--- Aufgaben ---
- 1) Unter welchem Datum wurde der Beschwerdeführer laut dem Auszug zur Verfassungsbeschwerde auf Bedenken gegen die Zulässigkeit hingewiesen?
- 2) Schreibe den Auszug zur Verfassungsbeschwerde im Anschluss an seinen letzten Satz weiter.

--- Auszug ---
■ ■ ■ ■ ■
Die Verfassungsbeschwerde ist nach § 21 Satz 2 Verfassungsgerichtsgesetz Brandenburg (VerfGGBbg) zu verwerfen, nachdem der Beschwerdeführer mit Schreiben vom 6. September 2010 auf Bedenken gegen die Zulässigkeit seiner Verfassungsbeschwerde hingewiesen worden ist und diese nicht, insbesondere nicht mit seinem Schreiben vom 19. September 2010, ausgeräumt hat.
Der Beschwerdeführer hat auch in seinen ergänzenden Ausführungen die Möglichkeit einer Grundrechtsverletzung nicht aufgezeigt, so dass es an seiner Beschwerdebefugnis fehlt. Soweit er eine Verletzung seines Grundrechts auf rechtliches Gehör darin sieht, dass das Amtsgericht Frankfurt (Oder) vor seiner Entscheidung nicht auf seine Rechtsauffassung zu § 814 BGB hingewiesen habe, ist dies bereits durch den nach Schluss der mündlichen Verhandlung eingereichte Schriftsatz des Beschwerdeführers vom 25. Mai 2010 widerlegt. Hierin nimmt der Beschwerdeführer auf die in der mündlichen Verhandlung des Amtsgerichts zu § 814 BGB geäußerte Rechtauffassung Bezug.
Eine Verletzung des Anspruchs auf rechtliches Gehör kommt auch insoweit nicht in Betracht, als der Beschwerdeführer rügt, das Amtsgericht Frankfurt (Oder) habe ihm das Wort verwehrt, als er die Zahlung in Kenntnis der Nichtschuld mit einer Nötigung seitens der Beklagten sowie einer Zwangslage seinerseits habe erklären wollen. Zwar steht den Parteien eines Gerichtsverfahrens ein Äußerungsrecht zu, so dass ihnen die Möglichkeit eingeräumt werden muss, in tatsachlicher und rechtlicher Hinsicht Stellung zu nehmen und Anträge zu stellen. Eine Verletzung des Anspruchs auf rechtliches Gehör ist aber nur dann anzunehmen, wenn die Entscheidung des Fachgerichts auf der mangelnden Berücksichtigung des Parteivortrages beruht (vgl. dazu: Beschluss vom 18. März 2010 – VfGBbg 21/09 -, www.verfassungsgericht.brandenburg.de). Eine Nötigung oder das Vorliegen einer Zwangslage kann zwar die Ausschlusswirkung des § 814 BGB beseitigen. Die Behauptungen des Beschwerdeführers sind allerdings so wenig konkret, dass nichts für eine auf die Beklagte zurückzuführende Zwangslage spricht. Der Beschwerdeführer hatte in der mündlichen Verhandlung vorgetragen, dass er an dem Tag des Vertragsabschlusses keine weitere Wohnung besichtigen wollte, weil er schon genug gesucht hatte.
■ ■ ■ ■ ■
--- Vorliegende Datensätze ---
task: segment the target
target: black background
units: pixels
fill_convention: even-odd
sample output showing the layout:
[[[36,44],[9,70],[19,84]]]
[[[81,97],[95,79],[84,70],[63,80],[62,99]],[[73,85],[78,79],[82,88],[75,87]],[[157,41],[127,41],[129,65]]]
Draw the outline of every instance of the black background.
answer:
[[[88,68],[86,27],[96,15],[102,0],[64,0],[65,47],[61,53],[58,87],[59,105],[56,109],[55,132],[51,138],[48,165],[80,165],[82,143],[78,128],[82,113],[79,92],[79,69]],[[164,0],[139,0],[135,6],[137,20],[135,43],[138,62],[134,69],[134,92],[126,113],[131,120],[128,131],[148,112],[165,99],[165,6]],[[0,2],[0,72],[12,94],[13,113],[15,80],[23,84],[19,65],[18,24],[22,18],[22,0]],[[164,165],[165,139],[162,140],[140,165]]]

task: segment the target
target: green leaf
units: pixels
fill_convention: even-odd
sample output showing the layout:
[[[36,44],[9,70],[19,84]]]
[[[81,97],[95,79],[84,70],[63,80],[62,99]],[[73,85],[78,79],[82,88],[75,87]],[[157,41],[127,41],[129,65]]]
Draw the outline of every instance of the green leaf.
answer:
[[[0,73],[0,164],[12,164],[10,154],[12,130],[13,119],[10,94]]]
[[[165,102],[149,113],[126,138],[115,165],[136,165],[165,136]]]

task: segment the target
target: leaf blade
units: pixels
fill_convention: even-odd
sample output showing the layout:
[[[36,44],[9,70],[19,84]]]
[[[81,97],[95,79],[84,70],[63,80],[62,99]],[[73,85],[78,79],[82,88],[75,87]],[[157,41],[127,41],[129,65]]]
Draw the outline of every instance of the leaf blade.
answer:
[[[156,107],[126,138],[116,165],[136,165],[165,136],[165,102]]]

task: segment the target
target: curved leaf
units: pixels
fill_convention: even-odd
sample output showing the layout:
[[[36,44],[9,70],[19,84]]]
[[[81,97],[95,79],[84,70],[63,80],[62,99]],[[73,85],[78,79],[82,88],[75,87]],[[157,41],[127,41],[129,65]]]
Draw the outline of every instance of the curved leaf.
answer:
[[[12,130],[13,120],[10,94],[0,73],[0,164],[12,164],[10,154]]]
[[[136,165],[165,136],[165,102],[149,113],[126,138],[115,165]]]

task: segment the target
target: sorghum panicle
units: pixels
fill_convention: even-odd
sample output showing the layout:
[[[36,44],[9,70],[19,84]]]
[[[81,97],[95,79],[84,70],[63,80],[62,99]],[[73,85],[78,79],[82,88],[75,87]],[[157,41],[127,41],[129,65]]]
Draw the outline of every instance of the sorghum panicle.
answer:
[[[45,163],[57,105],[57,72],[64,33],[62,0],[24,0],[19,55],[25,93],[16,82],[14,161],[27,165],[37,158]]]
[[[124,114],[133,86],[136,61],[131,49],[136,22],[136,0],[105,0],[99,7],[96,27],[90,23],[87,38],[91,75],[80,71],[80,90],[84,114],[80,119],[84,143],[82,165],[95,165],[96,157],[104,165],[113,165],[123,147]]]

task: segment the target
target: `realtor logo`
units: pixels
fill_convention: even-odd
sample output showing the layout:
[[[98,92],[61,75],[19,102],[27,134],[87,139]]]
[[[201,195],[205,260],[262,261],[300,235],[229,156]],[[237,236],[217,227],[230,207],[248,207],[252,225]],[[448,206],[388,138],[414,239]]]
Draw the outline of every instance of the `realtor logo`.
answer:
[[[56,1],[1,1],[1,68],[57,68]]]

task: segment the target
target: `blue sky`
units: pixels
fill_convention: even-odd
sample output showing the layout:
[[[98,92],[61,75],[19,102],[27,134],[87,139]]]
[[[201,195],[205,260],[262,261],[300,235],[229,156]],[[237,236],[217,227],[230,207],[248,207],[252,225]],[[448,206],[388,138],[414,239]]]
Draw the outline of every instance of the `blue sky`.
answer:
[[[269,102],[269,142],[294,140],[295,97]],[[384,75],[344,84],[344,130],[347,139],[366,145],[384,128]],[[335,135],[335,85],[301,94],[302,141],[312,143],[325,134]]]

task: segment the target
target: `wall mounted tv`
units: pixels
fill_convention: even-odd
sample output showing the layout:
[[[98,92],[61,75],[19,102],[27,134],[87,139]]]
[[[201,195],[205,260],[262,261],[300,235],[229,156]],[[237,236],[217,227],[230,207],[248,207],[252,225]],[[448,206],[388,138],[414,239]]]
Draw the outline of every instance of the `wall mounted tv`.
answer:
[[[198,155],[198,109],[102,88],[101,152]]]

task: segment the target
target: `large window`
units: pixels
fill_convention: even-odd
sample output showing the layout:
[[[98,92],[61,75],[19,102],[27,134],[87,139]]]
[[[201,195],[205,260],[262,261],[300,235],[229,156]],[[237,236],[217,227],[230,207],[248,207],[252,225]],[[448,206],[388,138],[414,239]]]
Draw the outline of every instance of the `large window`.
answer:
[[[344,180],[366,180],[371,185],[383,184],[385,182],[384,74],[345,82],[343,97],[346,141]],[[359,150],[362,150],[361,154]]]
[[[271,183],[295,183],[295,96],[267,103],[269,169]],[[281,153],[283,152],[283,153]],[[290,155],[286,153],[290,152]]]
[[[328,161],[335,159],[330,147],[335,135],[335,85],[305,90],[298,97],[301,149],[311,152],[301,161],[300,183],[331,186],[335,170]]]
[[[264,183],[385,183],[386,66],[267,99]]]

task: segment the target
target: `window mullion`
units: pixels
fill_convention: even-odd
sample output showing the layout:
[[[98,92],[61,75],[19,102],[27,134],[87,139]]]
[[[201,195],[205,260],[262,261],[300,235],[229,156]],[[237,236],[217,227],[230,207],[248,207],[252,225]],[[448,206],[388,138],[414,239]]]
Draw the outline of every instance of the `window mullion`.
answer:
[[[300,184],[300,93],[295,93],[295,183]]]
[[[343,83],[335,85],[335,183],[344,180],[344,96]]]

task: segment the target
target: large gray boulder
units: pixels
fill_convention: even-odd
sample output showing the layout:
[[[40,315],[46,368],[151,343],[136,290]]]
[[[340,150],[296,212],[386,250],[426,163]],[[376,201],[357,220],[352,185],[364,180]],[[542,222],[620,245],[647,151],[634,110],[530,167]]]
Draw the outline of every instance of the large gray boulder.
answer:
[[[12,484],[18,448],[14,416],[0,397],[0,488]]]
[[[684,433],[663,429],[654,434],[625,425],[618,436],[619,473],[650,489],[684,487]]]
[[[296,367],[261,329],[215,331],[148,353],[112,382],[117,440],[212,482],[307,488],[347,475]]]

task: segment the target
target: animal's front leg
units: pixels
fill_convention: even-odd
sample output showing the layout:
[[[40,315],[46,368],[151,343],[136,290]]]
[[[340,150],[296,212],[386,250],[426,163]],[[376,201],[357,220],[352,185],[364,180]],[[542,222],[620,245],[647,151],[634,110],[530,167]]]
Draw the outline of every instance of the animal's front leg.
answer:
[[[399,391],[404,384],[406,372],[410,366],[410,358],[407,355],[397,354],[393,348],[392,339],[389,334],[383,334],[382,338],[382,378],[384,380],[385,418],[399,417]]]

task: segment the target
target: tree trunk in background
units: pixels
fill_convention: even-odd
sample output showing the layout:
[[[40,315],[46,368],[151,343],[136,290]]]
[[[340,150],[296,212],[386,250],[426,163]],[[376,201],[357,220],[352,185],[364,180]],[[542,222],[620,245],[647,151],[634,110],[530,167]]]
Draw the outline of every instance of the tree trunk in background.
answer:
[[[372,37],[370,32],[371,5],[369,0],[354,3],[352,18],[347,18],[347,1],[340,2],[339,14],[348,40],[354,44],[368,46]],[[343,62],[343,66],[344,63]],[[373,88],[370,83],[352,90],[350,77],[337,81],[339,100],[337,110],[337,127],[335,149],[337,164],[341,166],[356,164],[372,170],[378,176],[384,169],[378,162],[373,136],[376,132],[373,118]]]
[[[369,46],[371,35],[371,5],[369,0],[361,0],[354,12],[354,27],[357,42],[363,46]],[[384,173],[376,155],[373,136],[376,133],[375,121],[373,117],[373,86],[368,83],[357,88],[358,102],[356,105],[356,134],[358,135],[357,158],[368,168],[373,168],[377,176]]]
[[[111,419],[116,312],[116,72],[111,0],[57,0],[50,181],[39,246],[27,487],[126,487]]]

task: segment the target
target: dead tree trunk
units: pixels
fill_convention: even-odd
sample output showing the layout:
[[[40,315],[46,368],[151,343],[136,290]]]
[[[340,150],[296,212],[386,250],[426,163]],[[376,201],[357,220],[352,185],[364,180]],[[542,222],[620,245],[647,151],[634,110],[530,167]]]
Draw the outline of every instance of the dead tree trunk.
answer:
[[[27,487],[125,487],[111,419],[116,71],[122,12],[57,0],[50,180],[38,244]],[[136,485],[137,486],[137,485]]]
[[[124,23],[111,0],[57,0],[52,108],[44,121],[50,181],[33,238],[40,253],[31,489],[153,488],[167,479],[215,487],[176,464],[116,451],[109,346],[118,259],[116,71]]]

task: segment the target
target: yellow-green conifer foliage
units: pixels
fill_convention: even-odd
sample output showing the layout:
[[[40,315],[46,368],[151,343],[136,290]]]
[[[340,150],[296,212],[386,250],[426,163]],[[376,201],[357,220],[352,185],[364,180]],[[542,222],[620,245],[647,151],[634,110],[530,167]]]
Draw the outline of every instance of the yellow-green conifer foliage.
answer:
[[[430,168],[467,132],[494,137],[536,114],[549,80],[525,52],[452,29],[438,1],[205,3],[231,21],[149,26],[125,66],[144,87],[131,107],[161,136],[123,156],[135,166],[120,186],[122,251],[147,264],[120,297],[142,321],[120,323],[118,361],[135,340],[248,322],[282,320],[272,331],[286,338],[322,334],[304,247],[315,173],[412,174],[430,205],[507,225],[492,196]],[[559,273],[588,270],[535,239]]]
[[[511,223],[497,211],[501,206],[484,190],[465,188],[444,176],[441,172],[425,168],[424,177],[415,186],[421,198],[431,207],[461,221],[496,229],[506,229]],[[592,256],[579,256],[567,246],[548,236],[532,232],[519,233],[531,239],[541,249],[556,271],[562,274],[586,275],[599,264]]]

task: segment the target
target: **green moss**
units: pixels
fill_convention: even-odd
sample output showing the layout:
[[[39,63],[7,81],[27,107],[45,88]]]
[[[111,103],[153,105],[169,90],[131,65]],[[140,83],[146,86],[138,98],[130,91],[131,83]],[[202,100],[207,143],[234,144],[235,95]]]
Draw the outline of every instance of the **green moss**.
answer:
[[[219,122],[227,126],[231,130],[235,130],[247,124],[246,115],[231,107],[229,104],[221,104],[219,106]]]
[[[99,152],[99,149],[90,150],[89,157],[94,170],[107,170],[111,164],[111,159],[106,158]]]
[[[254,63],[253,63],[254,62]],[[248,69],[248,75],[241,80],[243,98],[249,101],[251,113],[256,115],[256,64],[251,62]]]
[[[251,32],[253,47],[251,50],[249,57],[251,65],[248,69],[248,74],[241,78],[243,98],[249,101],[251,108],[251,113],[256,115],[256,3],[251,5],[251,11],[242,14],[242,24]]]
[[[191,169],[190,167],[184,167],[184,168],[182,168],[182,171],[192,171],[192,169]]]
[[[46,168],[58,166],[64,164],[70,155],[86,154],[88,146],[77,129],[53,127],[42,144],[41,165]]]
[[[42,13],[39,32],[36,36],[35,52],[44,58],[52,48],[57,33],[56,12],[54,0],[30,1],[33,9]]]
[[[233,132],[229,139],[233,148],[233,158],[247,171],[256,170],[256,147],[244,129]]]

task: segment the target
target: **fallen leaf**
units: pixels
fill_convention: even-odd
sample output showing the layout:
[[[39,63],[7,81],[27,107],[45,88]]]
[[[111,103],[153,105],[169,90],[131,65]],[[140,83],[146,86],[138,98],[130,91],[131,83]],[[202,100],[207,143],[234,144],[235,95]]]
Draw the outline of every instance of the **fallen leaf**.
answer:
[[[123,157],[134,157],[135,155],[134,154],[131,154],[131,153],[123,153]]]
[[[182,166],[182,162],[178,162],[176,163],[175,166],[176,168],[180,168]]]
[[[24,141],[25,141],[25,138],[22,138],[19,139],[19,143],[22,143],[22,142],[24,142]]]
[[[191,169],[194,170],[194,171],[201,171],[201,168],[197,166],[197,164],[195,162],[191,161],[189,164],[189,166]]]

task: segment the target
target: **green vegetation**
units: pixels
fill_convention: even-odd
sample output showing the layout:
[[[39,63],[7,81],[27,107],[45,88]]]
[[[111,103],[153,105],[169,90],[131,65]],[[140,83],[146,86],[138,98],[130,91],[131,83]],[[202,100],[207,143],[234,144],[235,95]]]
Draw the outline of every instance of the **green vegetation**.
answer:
■ ■ ■ ■ ■
--- Lösungen ---
- 1) Mit Schreiben vom 6. September 2010.

- 2)
Auch soweit das Amtsgericht den Antrag des Beschwerdeführers auf Berichtigung seiner Aussage im Urteil beschieden hat, kommt eine Grundrechtsverletzung nicht in Betracht. Sein Antrag ist kein Protokollberichtigungsantrag im Sinne des § 164 ZPO. Der Beschwerdeführer hatte nicht behauptet, das Gericht habe das von ihm Erklärte unrichtig protokolliert, sondern wollte seine Sachverhaltsdarstellung zurücknehmen, um das Amtsgericht zu veranlassen, dem Urteil das Gegenteil des von ihm bis zum Schluss der mündlichen Verhandlung Behaupteten zugrunde zu legen. Das Vorgehen des Amtsgerichts, diesen nach Schluss der mündlichen Verhandlung neuen Vortrag gem. § 296a ZPO nicht mehr zu berücksichtigen, ist verfassungsrechtlich nicht zu beanstanden.
Auf das Hinweisschreiben des Gerichts vom 6. September 2010 wird ergänzend verwiesen.
C.
Der Beschluss ist einstimmig ergangen. Er ist unanfechtbar.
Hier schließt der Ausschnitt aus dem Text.